=== AIM OF THE EXERCISE ===
Take the line that contains "Each instance of the strapless" as the first and the last line of the material as the final one; set down exactly the lines in that span.
────────────────────
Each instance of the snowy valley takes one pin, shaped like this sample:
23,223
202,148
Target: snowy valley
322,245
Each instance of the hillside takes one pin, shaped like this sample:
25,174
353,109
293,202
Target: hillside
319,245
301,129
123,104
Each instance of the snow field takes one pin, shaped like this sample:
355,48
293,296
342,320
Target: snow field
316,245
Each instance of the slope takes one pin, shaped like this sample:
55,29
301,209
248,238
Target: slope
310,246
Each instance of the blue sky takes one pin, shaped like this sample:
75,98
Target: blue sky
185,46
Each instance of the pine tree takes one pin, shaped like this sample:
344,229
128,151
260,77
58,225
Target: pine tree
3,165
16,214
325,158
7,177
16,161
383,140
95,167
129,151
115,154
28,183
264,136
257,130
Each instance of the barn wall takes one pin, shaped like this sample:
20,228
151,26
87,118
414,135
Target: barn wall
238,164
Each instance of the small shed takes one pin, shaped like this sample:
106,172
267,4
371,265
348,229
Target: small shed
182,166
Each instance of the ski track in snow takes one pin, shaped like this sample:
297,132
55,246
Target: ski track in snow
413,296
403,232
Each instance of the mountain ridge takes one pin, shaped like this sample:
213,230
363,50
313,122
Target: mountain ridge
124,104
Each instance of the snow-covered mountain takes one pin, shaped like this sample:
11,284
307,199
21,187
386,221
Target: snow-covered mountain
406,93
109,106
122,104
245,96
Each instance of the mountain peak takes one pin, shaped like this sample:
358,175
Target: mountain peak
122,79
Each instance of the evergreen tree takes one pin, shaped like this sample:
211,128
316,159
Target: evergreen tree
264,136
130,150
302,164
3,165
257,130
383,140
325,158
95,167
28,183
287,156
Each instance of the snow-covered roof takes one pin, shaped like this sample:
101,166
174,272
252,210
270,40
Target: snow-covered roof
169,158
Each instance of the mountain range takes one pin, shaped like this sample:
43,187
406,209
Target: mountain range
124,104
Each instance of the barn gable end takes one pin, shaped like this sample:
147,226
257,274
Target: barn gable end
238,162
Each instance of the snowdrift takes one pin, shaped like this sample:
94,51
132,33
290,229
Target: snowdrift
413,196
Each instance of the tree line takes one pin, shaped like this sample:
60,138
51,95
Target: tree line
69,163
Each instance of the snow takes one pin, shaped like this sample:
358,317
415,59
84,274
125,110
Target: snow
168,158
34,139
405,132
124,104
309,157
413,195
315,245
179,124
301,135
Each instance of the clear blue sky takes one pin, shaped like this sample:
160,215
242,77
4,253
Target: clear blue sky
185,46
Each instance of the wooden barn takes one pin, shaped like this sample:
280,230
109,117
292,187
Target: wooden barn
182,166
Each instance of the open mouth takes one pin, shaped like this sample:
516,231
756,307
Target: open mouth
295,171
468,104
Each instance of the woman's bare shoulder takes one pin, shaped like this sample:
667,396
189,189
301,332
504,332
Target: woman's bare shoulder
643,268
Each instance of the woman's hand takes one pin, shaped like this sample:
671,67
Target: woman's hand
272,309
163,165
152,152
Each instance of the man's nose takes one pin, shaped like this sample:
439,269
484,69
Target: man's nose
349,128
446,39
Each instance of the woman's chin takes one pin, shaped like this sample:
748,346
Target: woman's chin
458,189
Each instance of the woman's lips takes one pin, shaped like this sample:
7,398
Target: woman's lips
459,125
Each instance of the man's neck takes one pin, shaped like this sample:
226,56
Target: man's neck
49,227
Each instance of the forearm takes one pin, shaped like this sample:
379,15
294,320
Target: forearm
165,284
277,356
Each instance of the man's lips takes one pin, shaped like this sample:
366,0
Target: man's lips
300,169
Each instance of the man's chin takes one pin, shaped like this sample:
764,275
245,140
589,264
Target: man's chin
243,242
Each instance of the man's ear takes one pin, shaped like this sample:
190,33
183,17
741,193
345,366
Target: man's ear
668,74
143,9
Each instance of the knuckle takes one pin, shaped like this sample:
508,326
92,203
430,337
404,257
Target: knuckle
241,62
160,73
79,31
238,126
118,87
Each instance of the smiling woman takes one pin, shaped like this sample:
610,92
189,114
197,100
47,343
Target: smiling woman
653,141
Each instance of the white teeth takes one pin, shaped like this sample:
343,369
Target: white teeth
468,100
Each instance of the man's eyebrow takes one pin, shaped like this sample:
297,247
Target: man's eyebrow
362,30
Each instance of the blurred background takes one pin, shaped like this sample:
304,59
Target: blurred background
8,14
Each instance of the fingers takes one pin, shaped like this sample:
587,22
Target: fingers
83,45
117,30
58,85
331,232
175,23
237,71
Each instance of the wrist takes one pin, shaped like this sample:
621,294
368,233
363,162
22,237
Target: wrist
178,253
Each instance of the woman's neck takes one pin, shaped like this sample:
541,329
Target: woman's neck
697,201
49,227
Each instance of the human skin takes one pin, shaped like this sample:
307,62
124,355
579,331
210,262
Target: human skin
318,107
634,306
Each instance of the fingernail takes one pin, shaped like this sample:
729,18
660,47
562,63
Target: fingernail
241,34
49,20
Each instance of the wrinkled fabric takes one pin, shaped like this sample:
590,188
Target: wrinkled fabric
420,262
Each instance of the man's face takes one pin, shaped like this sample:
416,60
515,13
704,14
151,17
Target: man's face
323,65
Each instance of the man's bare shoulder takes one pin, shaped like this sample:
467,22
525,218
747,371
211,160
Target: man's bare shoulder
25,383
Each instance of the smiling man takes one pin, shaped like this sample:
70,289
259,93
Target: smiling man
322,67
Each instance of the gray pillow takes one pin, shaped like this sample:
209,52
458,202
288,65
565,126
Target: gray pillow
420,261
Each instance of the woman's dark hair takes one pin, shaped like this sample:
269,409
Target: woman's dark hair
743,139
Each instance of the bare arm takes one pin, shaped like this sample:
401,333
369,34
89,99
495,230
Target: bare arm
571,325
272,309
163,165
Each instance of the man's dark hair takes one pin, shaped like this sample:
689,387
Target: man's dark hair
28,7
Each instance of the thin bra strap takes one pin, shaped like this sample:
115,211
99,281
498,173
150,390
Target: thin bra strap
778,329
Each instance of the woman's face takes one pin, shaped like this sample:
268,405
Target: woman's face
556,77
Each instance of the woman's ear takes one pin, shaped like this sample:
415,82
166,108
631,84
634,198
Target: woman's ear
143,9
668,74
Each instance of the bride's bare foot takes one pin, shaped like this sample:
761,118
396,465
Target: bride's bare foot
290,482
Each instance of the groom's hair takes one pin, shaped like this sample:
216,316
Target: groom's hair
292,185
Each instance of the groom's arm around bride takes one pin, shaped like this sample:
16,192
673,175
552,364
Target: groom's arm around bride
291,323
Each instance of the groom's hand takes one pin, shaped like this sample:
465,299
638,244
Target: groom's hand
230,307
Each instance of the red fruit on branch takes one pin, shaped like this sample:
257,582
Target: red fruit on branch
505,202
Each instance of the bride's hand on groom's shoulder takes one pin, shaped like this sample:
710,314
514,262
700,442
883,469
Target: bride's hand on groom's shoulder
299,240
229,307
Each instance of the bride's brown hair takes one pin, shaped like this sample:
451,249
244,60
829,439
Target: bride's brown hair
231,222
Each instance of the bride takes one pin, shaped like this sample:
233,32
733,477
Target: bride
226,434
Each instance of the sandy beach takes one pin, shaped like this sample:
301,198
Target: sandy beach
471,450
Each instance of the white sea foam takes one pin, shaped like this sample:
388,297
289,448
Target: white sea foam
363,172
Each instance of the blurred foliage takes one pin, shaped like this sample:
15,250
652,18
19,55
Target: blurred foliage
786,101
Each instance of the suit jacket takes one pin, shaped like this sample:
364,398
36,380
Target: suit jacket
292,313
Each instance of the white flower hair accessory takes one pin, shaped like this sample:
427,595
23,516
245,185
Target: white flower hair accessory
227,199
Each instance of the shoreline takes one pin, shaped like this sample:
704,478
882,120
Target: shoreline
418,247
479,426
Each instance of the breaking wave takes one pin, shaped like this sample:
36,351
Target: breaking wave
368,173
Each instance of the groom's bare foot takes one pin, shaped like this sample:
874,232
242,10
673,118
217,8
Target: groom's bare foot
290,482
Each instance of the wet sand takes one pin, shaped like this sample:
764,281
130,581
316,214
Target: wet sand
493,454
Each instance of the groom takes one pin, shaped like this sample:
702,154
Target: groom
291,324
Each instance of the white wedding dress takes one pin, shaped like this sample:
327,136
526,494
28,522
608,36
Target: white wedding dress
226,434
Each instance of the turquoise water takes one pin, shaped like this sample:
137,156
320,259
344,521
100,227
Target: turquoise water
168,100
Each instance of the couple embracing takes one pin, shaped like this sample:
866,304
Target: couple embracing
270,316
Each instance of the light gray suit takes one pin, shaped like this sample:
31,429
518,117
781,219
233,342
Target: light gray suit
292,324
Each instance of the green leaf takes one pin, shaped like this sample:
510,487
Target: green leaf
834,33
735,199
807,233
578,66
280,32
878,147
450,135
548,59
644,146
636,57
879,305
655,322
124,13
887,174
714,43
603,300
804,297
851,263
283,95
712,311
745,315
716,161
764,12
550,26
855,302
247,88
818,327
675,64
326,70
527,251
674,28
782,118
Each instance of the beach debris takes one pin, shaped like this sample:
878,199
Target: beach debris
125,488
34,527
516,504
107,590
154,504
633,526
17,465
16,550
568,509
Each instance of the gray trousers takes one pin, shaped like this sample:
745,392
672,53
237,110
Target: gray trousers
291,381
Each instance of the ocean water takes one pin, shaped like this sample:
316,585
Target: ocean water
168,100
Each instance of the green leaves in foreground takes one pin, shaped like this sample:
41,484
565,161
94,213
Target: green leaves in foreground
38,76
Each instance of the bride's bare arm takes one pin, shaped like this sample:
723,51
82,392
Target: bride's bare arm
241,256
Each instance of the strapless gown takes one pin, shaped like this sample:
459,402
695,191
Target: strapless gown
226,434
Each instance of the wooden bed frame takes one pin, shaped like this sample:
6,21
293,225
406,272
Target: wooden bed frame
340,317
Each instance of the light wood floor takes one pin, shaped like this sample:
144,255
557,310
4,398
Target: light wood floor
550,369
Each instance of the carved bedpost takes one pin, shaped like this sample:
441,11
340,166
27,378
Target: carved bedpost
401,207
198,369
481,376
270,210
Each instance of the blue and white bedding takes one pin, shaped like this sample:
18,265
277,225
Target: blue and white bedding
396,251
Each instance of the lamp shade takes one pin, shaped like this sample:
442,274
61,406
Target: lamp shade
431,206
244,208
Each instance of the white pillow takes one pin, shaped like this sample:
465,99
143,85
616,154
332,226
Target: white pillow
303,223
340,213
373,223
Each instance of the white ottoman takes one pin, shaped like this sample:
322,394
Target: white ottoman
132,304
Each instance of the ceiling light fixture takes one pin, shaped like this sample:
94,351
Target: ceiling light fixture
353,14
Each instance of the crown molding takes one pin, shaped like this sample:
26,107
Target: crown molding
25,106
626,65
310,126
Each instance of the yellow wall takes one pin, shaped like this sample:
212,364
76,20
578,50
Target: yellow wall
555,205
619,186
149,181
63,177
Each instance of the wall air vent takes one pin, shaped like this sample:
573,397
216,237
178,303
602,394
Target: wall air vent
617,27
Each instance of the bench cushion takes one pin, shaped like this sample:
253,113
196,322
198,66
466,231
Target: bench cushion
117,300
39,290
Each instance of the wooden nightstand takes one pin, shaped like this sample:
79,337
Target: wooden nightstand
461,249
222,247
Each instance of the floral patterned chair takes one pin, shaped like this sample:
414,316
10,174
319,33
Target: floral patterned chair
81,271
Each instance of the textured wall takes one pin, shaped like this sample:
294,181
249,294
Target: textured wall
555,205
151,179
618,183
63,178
────────────────────
=== OUTPUT FOR THIS EXERCISE ===
Each instance of the strapless gown takes one pin, shaped like this sample:
459,402
695,191
Target: strapless gown
226,434
Each instance of the wooden bed frame takes one pin, shaped like this sample:
6,21
293,225
406,272
Target: wooden bed frame
340,317
Each instance of the light wood floor takes one pin, shaped like this sample:
144,255
557,310
4,398
Target: light wood floor
550,369
Each instance of the carved bedpost takes one pin, shaped like this sample:
441,11
340,166
27,378
Target: carved bedpost
401,207
198,369
481,376
270,210
Each instance of the blue and white bedding takes one pin, shaped like this sample:
18,265
277,225
Target: blue and white bedding
396,251
Each instance of the lamp shade takes one pin, shaped like this sample:
442,274
61,406
Target: lamp shade
431,206
244,208
Each instance of the white pillow takes one pin, shaped like this sample:
465,99
143,85
616,154
332,226
Target: white pillow
303,223
340,213
373,223
Each instance of the white ottoman takes one pin, shaped like this sample:
322,394
Target: white ottoman
132,304
Each instance of the ceiling light fixture takes one pin, shaped like this sample:
94,351
Target: ceiling light fixture
353,14
Each instance of the crown molding takes one pin, shaped like this sample:
26,107
Target: crown molding
25,106
626,65
310,126
Each instance of the yellow wall takes one pin, shaped like this sample:
212,364
76,20
578,50
Target: yellow wall
555,205
619,186
149,181
63,177
Each instance of the wall air vent takes one pin, shaped like this sample:
573,397
216,237
178,303
602,394
Target: wall air vent
617,27
Each instance of the bench cushion takes one pin, shaped like this sample:
253,113
196,322
198,66
466,231
Target: bench cushion
117,300
39,290
Each instance of the wooden nightstand takes one pin, shaped like this sample:
79,337
Target: wooden nightstand
461,249
222,247
Each instance of the floral patterned chair takes one pin, shaped like this sample:
414,316
10,174
319,33
Target: floral patterned chair
81,271
Each instance of the textured wall takes one pin, shaped like this sample:
294,181
249,294
Target: textured wall
555,205
151,179
618,183
63,178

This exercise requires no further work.